→ Set exercise
Pick out every line in the lines below that contains the word "clawed", and copy each one. Case counts.

[Stored data entries]
______________________________

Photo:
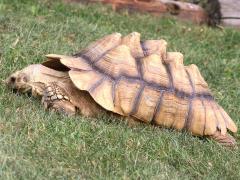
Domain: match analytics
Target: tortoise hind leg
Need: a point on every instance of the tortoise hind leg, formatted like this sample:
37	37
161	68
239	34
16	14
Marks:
226	140
56	99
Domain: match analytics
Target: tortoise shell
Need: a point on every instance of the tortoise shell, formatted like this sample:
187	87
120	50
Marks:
141	79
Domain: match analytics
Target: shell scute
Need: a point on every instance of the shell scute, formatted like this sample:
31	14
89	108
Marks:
141	79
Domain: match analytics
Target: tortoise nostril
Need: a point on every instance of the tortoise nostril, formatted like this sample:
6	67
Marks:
12	79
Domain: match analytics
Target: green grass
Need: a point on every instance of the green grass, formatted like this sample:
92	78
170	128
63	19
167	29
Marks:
35	144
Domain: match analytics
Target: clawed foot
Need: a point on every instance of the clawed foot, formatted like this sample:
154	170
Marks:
56	99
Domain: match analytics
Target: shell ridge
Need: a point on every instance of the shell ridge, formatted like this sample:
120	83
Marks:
222	115
144	49
219	128
98	83
137	100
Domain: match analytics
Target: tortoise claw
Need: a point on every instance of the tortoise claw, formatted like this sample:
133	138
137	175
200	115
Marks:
55	100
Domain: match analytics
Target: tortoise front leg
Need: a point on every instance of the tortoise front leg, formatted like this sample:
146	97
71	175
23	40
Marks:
56	99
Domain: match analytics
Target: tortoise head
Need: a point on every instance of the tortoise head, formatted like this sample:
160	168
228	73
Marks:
26	80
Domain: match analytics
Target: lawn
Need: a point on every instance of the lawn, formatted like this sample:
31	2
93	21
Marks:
36	144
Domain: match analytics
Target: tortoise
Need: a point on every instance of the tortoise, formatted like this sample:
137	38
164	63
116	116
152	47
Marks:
138	80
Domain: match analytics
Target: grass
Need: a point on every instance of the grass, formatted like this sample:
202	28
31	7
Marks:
35	144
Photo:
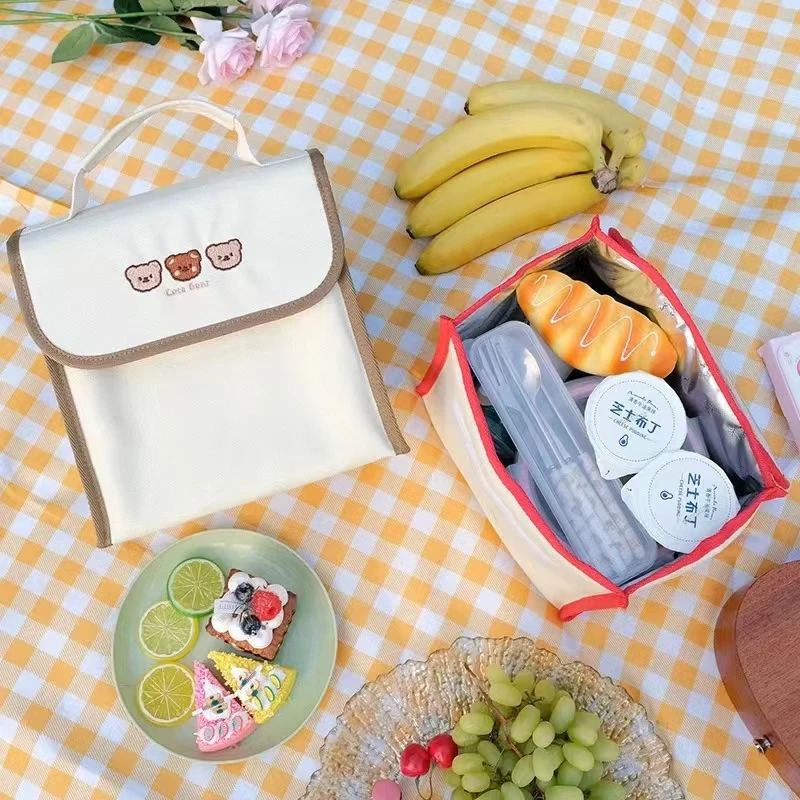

______________________________

→ Task answer
Target: clawed foot
Need: a point on every instance of the clawed foot, formatted like this sample:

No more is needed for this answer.